╔══

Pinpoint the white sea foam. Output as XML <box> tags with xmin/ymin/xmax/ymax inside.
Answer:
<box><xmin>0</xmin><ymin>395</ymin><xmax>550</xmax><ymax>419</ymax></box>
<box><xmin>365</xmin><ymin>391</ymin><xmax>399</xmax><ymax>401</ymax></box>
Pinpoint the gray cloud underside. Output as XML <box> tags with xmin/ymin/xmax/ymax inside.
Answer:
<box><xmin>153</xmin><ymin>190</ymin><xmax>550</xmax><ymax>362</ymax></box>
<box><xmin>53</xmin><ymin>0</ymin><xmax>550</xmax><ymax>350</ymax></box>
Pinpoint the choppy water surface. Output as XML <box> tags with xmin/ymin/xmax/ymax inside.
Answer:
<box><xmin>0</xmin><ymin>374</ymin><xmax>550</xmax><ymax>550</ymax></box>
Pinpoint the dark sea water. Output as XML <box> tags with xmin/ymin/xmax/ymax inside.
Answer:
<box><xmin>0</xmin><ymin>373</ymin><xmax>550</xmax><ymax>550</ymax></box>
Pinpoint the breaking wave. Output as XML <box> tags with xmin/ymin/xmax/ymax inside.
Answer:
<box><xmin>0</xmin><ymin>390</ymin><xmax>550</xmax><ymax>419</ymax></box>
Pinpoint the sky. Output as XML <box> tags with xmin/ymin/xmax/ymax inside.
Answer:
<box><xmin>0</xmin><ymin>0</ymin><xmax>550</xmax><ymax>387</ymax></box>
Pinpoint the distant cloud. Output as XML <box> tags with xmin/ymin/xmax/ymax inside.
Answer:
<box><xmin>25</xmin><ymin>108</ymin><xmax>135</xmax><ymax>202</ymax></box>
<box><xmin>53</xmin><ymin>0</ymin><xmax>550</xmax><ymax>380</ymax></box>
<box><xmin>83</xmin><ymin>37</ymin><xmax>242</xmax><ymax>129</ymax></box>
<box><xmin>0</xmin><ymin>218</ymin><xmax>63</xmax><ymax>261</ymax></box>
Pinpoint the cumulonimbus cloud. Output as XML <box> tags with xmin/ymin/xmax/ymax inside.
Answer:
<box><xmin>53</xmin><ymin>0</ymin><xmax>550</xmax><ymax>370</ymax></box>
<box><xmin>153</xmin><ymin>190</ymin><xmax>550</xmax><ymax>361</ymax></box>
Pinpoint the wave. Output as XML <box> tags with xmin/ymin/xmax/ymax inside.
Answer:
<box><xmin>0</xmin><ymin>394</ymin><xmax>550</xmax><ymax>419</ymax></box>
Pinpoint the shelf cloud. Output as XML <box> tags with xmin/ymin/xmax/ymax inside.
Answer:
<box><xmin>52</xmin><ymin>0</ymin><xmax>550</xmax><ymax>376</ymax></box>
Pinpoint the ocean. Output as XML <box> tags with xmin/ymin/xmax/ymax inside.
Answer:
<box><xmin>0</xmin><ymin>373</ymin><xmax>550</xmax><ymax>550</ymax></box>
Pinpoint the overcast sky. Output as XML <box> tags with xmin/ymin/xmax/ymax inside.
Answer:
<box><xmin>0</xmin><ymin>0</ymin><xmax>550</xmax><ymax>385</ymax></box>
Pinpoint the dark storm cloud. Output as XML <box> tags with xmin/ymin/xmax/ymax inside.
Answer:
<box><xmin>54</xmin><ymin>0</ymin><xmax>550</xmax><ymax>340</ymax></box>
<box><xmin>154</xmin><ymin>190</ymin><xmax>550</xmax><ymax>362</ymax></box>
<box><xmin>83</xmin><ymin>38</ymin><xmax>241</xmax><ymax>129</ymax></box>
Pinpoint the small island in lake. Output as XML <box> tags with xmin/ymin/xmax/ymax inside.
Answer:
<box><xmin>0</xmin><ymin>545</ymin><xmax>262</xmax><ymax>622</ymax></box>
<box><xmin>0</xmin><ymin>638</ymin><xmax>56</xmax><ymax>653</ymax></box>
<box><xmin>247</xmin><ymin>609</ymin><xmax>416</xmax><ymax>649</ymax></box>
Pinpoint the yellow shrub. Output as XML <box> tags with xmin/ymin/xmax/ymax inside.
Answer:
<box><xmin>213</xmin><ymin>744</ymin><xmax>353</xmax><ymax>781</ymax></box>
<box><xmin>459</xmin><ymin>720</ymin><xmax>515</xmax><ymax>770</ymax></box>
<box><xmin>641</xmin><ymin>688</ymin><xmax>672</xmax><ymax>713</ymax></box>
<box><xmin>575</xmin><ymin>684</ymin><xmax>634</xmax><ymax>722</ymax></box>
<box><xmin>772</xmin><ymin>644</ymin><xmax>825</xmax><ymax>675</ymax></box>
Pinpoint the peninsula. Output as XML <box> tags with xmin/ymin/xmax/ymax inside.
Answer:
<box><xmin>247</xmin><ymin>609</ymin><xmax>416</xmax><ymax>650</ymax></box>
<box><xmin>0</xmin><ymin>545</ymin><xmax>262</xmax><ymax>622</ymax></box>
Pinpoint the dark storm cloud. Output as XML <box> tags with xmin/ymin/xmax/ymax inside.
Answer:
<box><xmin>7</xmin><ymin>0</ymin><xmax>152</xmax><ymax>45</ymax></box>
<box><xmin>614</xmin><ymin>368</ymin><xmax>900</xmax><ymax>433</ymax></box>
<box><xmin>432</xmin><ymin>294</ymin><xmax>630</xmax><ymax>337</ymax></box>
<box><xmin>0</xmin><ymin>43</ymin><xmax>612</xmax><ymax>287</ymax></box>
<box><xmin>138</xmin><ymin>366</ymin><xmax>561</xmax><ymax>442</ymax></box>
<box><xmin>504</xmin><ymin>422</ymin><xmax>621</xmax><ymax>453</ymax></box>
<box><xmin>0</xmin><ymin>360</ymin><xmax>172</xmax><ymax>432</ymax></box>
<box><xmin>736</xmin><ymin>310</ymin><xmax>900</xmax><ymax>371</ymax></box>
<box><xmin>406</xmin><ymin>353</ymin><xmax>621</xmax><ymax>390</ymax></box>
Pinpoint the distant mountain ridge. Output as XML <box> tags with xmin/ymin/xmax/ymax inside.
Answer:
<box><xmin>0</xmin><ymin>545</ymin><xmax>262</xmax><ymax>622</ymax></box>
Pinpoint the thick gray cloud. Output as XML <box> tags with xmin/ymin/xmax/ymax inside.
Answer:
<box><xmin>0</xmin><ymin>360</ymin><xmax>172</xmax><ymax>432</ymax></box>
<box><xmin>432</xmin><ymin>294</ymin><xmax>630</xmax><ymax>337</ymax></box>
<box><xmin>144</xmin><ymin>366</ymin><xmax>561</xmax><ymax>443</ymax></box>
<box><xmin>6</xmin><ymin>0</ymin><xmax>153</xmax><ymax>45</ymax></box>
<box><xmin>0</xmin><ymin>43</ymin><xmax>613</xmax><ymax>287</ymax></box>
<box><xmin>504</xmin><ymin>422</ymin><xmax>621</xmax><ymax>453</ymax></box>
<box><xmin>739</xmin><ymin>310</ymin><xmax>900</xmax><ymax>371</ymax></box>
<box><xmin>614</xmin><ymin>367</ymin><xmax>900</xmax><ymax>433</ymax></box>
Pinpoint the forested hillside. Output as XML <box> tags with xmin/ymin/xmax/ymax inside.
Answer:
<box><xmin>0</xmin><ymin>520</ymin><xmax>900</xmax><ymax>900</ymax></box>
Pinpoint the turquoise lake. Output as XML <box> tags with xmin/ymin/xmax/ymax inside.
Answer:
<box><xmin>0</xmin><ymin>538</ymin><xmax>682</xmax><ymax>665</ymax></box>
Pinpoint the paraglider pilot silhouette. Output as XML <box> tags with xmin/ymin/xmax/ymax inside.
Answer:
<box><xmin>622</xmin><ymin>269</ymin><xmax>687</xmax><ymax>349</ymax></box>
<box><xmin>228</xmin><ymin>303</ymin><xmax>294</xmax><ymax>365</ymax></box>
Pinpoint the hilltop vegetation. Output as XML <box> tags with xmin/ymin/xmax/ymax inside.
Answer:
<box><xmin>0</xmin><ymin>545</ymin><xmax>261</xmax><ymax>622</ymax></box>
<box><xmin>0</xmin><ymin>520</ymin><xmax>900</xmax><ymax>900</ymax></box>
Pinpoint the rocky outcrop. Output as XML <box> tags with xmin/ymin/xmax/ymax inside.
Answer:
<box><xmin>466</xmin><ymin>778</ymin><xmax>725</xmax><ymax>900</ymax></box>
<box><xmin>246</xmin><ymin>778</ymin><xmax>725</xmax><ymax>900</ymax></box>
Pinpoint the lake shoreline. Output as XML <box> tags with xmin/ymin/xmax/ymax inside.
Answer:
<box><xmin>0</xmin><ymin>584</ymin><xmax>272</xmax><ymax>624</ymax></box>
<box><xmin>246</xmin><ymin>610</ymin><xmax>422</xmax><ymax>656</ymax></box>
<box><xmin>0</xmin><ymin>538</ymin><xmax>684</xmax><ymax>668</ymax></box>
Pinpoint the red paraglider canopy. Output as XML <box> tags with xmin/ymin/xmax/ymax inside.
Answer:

╚══

> _Short task_: The required output is the span of lines from the one containing "Pinpoint the hilltop" to the last line, reproduced character for character.

> _Answer for this exercise_:
Pinpoint the hilltop vegetation. Output as XML <box> tags with xmin/ymin/xmax/ymax inside.
Answer:
<box><xmin>0</xmin><ymin>545</ymin><xmax>261</xmax><ymax>622</ymax></box>
<box><xmin>0</xmin><ymin>520</ymin><xmax>900</xmax><ymax>900</ymax></box>
Pinpoint the rocky outcrop. Output as XML <box> tags with xmin/ymin/xmax/ymax inside.
Answer:
<box><xmin>466</xmin><ymin>778</ymin><xmax>725</xmax><ymax>900</ymax></box>
<box><xmin>246</xmin><ymin>778</ymin><xmax>725</xmax><ymax>900</ymax></box>
Pinpoint the lake shoreline. Output as XML <box> tags with xmin/ymin/xmax/ymax inside.
Answer:
<box><xmin>0</xmin><ymin>584</ymin><xmax>272</xmax><ymax>624</ymax></box>
<box><xmin>246</xmin><ymin>610</ymin><xmax>422</xmax><ymax>656</ymax></box>
<box><xmin>0</xmin><ymin>538</ymin><xmax>684</xmax><ymax>668</ymax></box>
Pinpoint the red paraglider canopy. Output as XML <box> tags with xmin/ymin/xmax/ymax inside.
Answer:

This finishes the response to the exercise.